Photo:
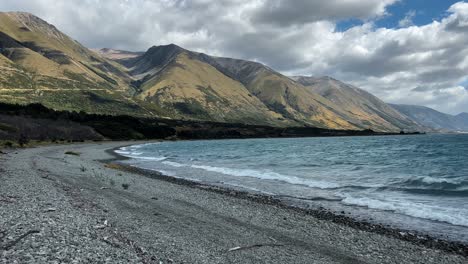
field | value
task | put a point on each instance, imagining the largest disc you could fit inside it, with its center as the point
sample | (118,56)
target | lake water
(410,182)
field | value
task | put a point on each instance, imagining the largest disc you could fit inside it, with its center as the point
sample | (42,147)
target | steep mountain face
(41,64)
(224,89)
(117,55)
(435,119)
(462,120)
(358,106)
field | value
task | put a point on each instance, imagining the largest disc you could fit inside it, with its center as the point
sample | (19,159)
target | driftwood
(254,246)
(14,242)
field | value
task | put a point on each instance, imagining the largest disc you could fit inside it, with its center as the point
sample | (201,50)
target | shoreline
(412,236)
(59,207)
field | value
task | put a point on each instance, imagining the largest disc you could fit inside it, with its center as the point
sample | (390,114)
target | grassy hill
(39,64)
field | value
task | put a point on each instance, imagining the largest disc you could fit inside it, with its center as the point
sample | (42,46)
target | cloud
(408,19)
(410,64)
(286,13)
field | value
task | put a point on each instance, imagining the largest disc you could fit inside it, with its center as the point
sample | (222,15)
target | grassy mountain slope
(196,90)
(243,90)
(435,119)
(358,106)
(41,64)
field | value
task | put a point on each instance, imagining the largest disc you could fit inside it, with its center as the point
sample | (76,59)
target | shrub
(72,153)
(23,140)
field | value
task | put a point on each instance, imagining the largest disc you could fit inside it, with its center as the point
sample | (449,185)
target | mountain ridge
(165,81)
(433,118)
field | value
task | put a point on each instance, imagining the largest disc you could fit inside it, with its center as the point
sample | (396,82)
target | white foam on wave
(267,175)
(137,155)
(441,214)
(431,180)
(149,158)
(173,164)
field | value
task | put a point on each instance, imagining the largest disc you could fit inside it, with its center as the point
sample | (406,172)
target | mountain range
(431,118)
(41,64)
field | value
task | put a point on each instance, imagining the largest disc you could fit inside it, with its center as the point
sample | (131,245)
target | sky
(403,51)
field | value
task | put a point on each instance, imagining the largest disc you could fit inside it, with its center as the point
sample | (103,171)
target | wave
(173,164)
(268,175)
(434,213)
(433,183)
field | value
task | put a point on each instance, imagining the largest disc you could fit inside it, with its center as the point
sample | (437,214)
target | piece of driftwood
(255,246)
(14,242)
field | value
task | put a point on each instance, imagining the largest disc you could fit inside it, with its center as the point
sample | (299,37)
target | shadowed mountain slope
(435,119)
(41,64)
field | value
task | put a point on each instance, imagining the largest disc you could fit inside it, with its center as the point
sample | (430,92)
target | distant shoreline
(78,205)
(322,213)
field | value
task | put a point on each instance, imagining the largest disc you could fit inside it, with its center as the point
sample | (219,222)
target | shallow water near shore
(410,182)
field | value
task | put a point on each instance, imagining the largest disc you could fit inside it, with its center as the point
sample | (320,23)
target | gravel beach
(73,208)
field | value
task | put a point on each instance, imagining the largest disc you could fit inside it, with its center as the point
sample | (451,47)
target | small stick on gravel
(14,242)
(254,246)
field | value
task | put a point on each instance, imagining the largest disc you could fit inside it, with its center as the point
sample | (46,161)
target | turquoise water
(414,182)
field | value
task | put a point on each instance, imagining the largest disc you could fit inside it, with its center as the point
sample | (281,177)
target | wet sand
(65,208)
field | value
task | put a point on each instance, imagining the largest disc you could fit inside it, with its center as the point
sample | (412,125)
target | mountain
(117,55)
(41,64)
(204,86)
(435,119)
(358,106)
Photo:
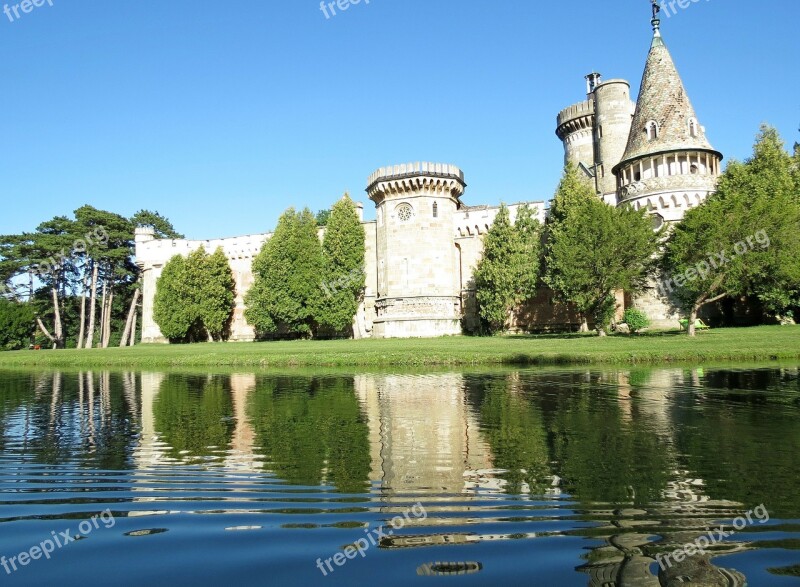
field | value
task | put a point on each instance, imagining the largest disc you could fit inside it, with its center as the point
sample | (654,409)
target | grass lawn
(764,343)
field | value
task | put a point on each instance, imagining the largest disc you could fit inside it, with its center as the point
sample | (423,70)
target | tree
(594,250)
(195,297)
(323,217)
(162,226)
(636,320)
(508,273)
(343,277)
(287,280)
(530,234)
(173,315)
(744,240)
(17,324)
(219,296)
(498,274)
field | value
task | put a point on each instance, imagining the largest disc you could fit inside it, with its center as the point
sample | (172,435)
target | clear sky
(220,114)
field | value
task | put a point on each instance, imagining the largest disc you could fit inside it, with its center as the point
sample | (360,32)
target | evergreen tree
(499,274)
(287,275)
(171,310)
(343,277)
(745,239)
(530,233)
(162,226)
(195,297)
(219,296)
(17,324)
(594,250)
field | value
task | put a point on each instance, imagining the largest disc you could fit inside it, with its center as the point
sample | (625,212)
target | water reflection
(631,463)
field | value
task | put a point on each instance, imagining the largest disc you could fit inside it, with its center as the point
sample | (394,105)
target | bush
(635,319)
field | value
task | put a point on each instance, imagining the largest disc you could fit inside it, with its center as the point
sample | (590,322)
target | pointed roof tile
(663,99)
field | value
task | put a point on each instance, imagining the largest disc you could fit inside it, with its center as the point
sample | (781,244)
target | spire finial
(656,22)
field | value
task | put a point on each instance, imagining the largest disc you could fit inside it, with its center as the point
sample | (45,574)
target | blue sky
(221,114)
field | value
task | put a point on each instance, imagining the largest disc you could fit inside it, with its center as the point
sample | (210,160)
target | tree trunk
(44,330)
(82,330)
(92,307)
(129,322)
(110,302)
(692,319)
(133,326)
(584,324)
(58,331)
(102,315)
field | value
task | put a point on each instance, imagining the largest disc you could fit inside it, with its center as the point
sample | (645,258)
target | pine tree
(195,297)
(745,239)
(287,278)
(219,296)
(171,311)
(498,274)
(343,277)
(530,233)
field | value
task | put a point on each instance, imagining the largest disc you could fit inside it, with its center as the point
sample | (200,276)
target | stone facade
(653,155)
(421,251)
(423,246)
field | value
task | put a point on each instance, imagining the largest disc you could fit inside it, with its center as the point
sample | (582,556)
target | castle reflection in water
(628,449)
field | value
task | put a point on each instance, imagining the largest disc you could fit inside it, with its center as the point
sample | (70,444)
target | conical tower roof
(663,100)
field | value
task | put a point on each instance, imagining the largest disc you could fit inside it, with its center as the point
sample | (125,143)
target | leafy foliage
(195,297)
(594,250)
(323,217)
(162,226)
(343,277)
(635,319)
(16,324)
(745,239)
(287,275)
(508,273)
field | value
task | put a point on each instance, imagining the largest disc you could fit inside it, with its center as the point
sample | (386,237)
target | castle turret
(595,132)
(613,113)
(417,295)
(668,165)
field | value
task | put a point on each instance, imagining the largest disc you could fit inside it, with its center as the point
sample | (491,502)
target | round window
(404,212)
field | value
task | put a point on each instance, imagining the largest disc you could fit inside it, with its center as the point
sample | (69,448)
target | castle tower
(668,165)
(416,255)
(595,132)
(612,125)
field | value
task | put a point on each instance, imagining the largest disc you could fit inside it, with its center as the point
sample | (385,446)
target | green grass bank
(765,343)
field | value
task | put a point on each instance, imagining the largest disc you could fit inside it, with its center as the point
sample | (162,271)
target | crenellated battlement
(576,117)
(407,170)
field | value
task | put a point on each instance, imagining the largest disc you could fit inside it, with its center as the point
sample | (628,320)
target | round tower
(416,255)
(668,165)
(613,114)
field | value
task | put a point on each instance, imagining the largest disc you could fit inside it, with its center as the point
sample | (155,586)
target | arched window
(651,130)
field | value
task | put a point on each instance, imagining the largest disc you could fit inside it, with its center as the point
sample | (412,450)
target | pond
(589,476)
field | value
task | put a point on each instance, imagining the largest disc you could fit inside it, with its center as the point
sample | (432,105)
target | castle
(424,244)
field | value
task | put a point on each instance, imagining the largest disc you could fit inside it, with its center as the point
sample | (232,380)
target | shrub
(635,319)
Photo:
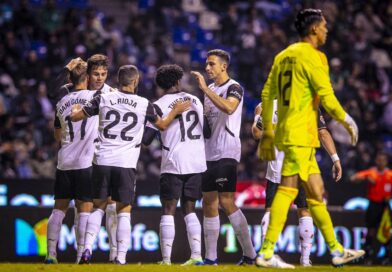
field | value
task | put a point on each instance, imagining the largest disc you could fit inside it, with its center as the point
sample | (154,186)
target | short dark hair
(224,55)
(96,61)
(79,73)
(126,74)
(168,75)
(305,19)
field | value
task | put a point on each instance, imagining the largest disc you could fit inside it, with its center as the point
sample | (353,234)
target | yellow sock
(323,221)
(278,216)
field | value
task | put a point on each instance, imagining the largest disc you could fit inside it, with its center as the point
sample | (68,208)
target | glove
(266,147)
(351,128)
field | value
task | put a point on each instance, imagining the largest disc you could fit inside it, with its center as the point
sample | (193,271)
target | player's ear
(224,66)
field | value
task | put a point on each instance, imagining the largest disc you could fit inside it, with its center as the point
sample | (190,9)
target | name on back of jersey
(182,99)
(71,102)
(123,100)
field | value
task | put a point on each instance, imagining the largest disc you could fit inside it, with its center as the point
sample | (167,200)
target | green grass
(33,267)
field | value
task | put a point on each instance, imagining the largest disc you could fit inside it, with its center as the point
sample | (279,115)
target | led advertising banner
(23,236)
(39,193)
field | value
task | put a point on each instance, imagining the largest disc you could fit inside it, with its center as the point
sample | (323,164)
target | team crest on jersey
(221,181)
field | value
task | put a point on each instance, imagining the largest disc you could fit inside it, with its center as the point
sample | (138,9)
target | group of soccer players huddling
(101,130)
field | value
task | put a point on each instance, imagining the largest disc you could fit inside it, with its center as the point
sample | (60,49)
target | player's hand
(266,147)
(200,80)
(337,171)
(258,109)
(352,128)
(75,108)
(180,107)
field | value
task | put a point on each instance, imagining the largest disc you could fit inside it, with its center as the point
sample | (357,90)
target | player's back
(77,138)
(183,141)
(297,94)
(121,124)
(225,128)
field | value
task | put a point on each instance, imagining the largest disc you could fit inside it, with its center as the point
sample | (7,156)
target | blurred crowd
(39,37)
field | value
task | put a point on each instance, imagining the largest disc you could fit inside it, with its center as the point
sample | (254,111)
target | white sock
(264,225)
(306,233)
(81,230)
(123,236)
(240,226)
(193,229)
(76,220)
(111,228)
(166,234)
(211,226)
(53,231)
(93,226)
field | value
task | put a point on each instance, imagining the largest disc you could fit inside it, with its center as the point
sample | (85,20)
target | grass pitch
(34,267)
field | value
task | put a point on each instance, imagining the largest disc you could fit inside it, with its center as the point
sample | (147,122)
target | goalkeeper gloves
(352,128)
(266,147)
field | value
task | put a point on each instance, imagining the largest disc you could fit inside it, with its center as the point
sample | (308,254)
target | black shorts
(270,193)
(173,186)
(220,176)
(117,182)
(374,214)
(74,184)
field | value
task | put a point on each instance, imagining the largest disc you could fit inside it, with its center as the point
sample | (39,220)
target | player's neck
(222,78)
(312,41)
(81,86)
(128,89)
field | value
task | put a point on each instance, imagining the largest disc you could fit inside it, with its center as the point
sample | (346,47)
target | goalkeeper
(299,80)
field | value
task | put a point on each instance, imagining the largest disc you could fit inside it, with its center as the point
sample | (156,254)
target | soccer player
(223,108)
(273,176)
(183,162)
(97,69)
(379,193)
(74,168)
(299,80)
(122,115)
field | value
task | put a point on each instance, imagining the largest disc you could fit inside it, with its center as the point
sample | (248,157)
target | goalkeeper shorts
(299,160)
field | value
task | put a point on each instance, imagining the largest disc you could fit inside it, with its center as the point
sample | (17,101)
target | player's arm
(321,83)
(149,135)
(92,108)
(163,123)
(266,149)
(329,145)
(57,128)
(257,126)
(229,104)
(206,128)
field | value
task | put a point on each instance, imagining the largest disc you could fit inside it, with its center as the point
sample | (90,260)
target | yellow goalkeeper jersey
(299,79)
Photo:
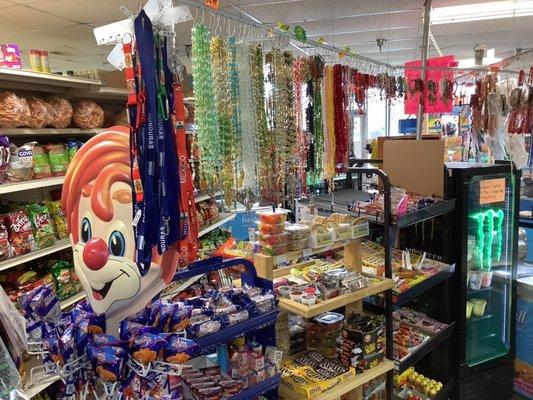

**What the exercise asks**
Take from the material above the lines running from the one with "target | shadowed mountain slope" through the one with "sample | (219,222)", and repeat them exactly, with nothing else.

**Solution for this problem**
target | shadowed mountain slope
(435,119)
(41,64)
field | value
task | put a point on each instance, imagining the largest disc you could fit inside it, with its center as the point
sample | (430,92)
target | distant shoreline
(78,205)
(322,213)
field | value
task | put a point on each instance, imagining the largest disc you could fit inside it, with its center as the point
sample | (219,222)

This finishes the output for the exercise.